→ **Texte support**:
■ ■ ■ ■ ■

Une opération présentée comme “technique”, mais aux conséquences explosives
Officiellement, l’opération pilotée par le Secrétariat Général à la Défense s’inscrit dans une logique de transparence et d’efficacité. Elle consiste à suspendre temporairement les soldes de tous les militaires dont la situation administrative ou opérationnelle présente des irrégularités ou nécessite une actualisation, en attendant de vérifications plus poussées.
Le but est d’éliminer les « doublons », les soldats fictifs et les bénéficiaires non légitimes des soldes militaires — une pratique courante dans une armée où la paie a longtemps été gérée sans mécanismes fiables de traçabilité.

■ ■ ■ ■ ■

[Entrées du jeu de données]
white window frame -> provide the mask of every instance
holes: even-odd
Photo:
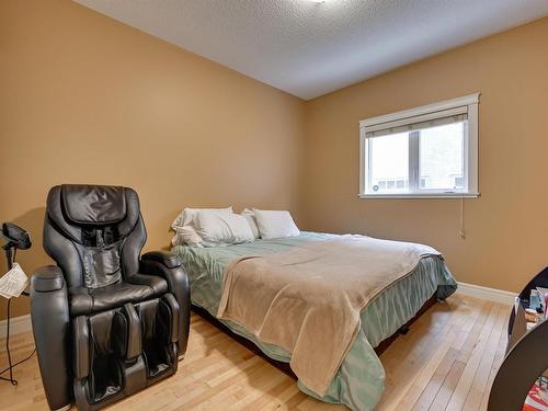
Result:
[[[473,93],[461,98],[446,100],[434,104],[427,104],[415,109],[404,110],[397,113],[386,114],[377,117],[366,118],[359,122],[359,198],[455,198],[455,197],[479,197],[478,189],[478,104],[480,93]],[[423,193],[368,193],[367,170],[369,161],[368,132],[389,128],[393,125],[406,125],[416,123],[416,117],[436,119],[447,116],[447,112],[456,110],[467,113],[468,129],[465,130],[464,169],[468,176],[467,190],[464,192],[422,190]],[[410,159],[413,161],[413,159]],[[414,161],[419,161],[414,159]],[[416,168],[418,170],[418,168]],[[416,180],[416,179],[413,179]],[[410,179],[411,184],[411,179]],[[420,182],[419,182],[420,184]]]

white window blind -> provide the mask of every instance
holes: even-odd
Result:
[[[479,94],[361,122],[361,197],[478,195]]]

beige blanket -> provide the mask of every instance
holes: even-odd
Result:
[[[290,366],[323,396],[359,330],[359,312],[403,278],[427,247],[343,236],[243,256],[225,272],[218,318],[292,353]]]

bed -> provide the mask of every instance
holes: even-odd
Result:
[[[222,296],[224,275],[231,262],[244,255],[282,253],[295,247],[324,242],[340,236],[301,232],[299,236],[255,240],[228,247],[199,248],[175,246],[172,251],[180,255],[191,283],[192,304],[210,318],[216,318]],[[329,388],[322,396],[298,381],[299,389],[326,402],[344,403],[352,410],[372,410],[385,389],[385,372],[375,352],[415,317],[432,298],[445,299],[457,284],[443,258],[422,258],[419,264],[400,281],[378,294],[361,312],[361,326]],[[238,323],[218,320],[233,333],[253,342],[267,357],[289,363],[288,351],[259,341]]]

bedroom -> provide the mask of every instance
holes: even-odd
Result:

■ ■ ■ ■ ■

→ **Consigne**: Recopiez fidèlement le passage du texte sur la suspension des soldes militaires qui commence par « Une opération présentée » et se termine par « vérifications plus poussées. ».

→ **Réponse rédigée**:
Une opération présentée comme “technique”, mais aux conséquences explosives
Officiellement, l’opération pilotée par le Secrétariat Général à la Défense s’inscrit dans une logique de transparence et d’efficacité. Elle consiste à suspendre temporairement les soldes de tous les militaires dont la situation administrative ou opérationnelle présente des irrégularités ou nécessite une actualisation, en attendant de vérifications plus poussées.